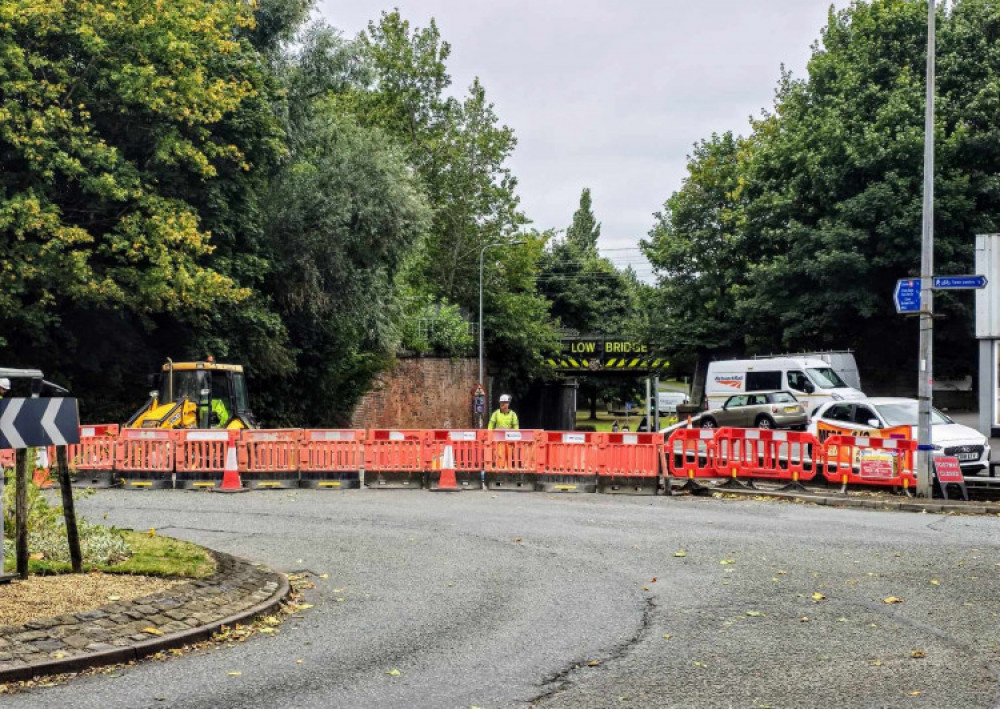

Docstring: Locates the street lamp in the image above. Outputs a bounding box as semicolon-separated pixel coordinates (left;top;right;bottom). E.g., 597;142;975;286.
478;240;526;402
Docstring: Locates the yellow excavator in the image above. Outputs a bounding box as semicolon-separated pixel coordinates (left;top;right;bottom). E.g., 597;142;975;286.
126;358;258;430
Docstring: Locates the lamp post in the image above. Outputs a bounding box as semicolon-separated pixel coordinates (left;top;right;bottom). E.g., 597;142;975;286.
478;240;525;424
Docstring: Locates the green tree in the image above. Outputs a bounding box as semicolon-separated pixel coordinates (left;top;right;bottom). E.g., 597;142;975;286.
565;188;601;252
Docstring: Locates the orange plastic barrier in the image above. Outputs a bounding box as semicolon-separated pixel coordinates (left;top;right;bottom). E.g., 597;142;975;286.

*WHAT YOU SHOULD DO*: The response is the full listing, copied exactly, with the pictures omitted.

*RESPONSE TO THE EXERCISE*:
Docstring: Locates the street lamp in the image above. Outputs a bounding box as semicolon-separated pixel coordinates (left;top;right;bottom). E.g., 597;142;975;286.
478;240;526;402
Docstring: Locates the yellow excavator in the image above. Outputs a bounding box as semicolon-separated pixel coordinates (left;top;right;bottom). E.g., 597;142;975;286.
126;358;258;430
Docstring: Locates the lamp post in the image above. Outputs a bounding box as semicolon-separated pixel coordinates (left;top;right;bottom). E.g., 597;142;975;286.
478;240;525;424
Docstring: Locates the green tree in the image above. Outputs a bounding box as semicolon-separated pixel coordinates (left;top;right;bottom). E.g., 597;142;975;286.
565;188;601;252
Docstring: Locates the orange plastic barrier in the image above. Outputs a bounding box as semicolon-separated pixel coordinates (left;top;right;bottom). E.g., 597;142;975;286.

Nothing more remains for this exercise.